Text block:
+ + + + +
Everyone was sickened by the George Floyd killing. Horrible and inexcusable. But everything that followed was overdone.

There is no epidemic of cops killing unarmed people.


Empirical evidence (data) and anecdotal evidence (stories) carry unequal weight with equal parties and should be considered by all, together and in context.


Data can be manipulated, but it is generally just the cold hard facts. Stories are emotional and always elicit a response: fear, humor, anger, empathy or sympathy.


In the current climate I am compelled to qualify my statements. I have never been a victim of racism. I can empathize, but I cannot sympathize. Empathy means I can understand how racism must feel to you, but sympathy is knowing it first-hand and I don’t. Racism is dehumanizing, and I have never had to stand for that.


Empathy requires thinking about the uncomfortable and putting yourself in the others’ shoes as much as possible. Sympathy requires self-control.


Data matter. There are about 50 million civilian encounters recorded with police each year. Of that, police use firearms with a fatal result about 1,000 times. That is about one in 50,000 encounters. For your benefit, I am against the cops shooting anyone at all, but we are a gun society. That won’t change.


Of that 1,000 fatal encounters, over 90% were with civilians who were armed or attempted deadly force. The data states that 56 unarmed people were killed by police last year. Depending upon the source (mine is the Washington Post through a Better Angels podcast), fifteen were African American.


One is too many, in the first place. All Black lives are sacred. It is also 56 too many.


That is the same probability as getting hit by lightning. One in over 17 million.


The point is that there is no epidemic of police shooting unarmed black people. Yes, the ratios are not proportionate to the respective demographic population, and it is probably unarguable that cops tend to be more physical when encountering a black person.


Here’s a stat. A cop is shot every day.


The police have a monopoly on legal violence. They are not the problem. Yes, everyone supports enhanced training and background checks. Policy must be addressed and improved upon every day, for that is what managerial leadership is all about. Good policing moves with the community while also observing a rigid adherence to the law.


A police chief said a few weeks ago on TV that culture eats policy for breakfast. That's wisdom, and quite an uphill climb.
+ + + + +
Stored data:
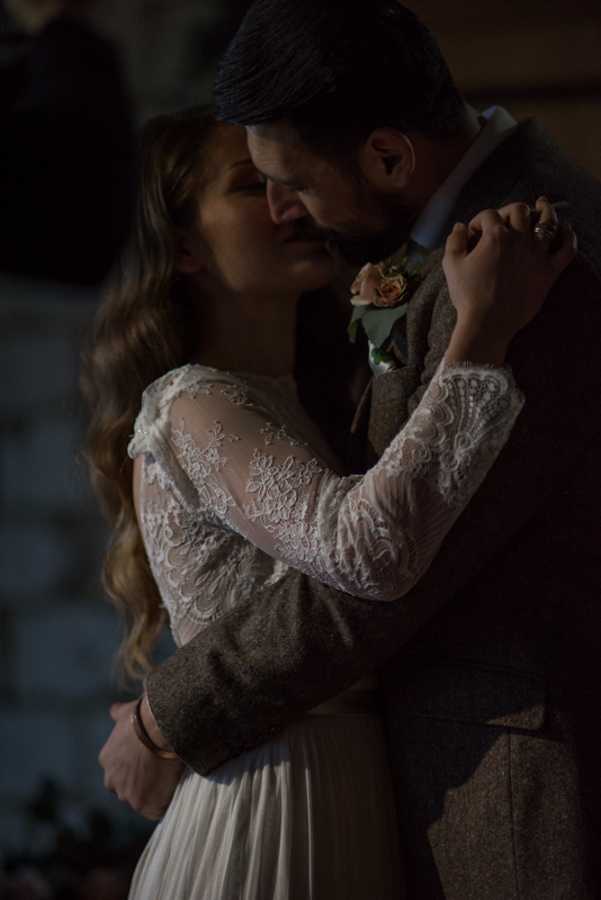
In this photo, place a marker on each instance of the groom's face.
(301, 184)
+ + + + +
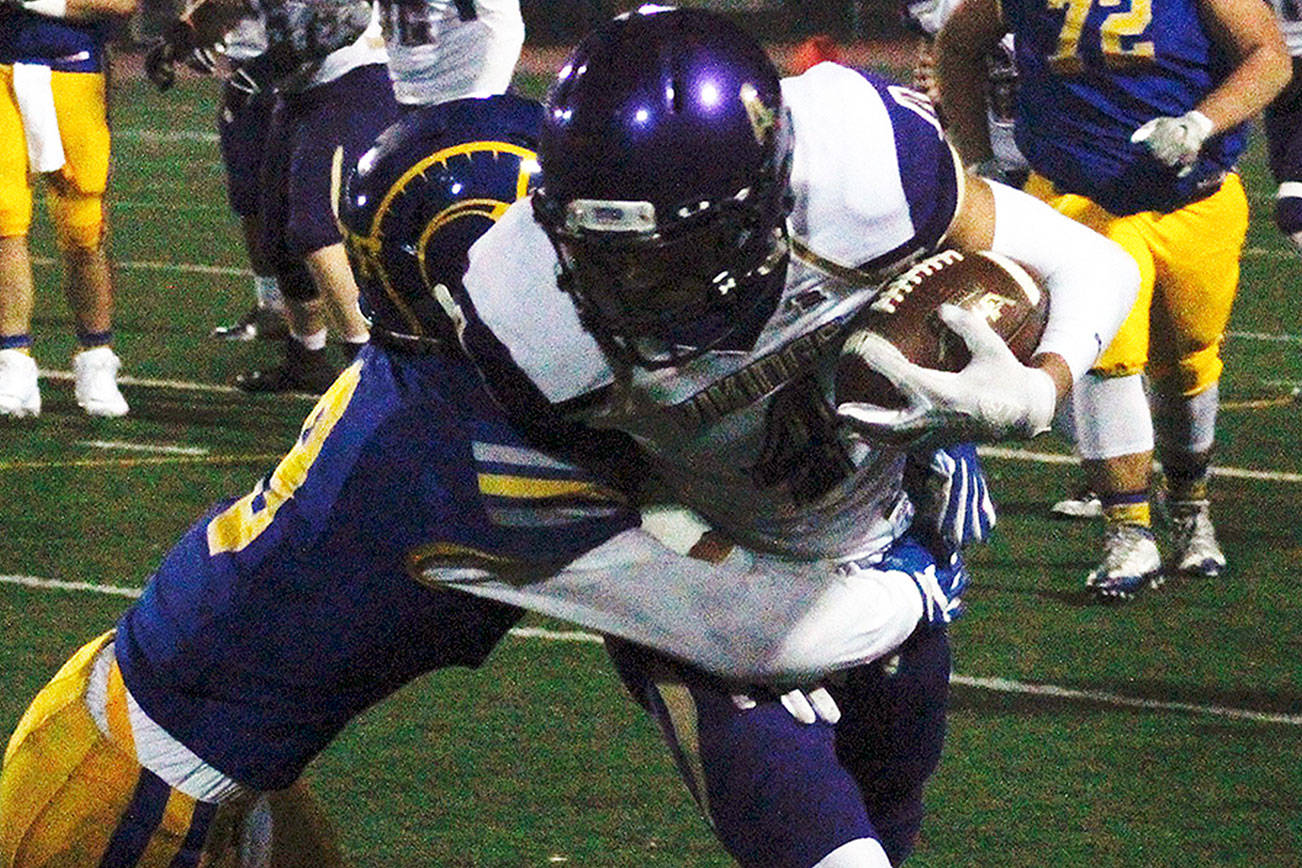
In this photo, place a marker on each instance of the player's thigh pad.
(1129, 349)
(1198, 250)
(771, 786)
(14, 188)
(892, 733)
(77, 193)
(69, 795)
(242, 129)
+ + + + +
What to do: From the commentary on police shootings, transcribe word for word the passage that begins with the words containing "The police have" and ends with "an uphill climb.".

Written solution:
The police have a monopoly on legal violence. They are not the problem. Yes, everyone supports enhanced training and background checks. Policy must be addressed and improved upon every day, for that is what managerial leadership is all about. Good policing moves with the community while also observing a rigid adherence to the law.


A police chief said a few weeks ago on TV that culture eats policy for breakfast. That's wisdom, and quite an uphill climb.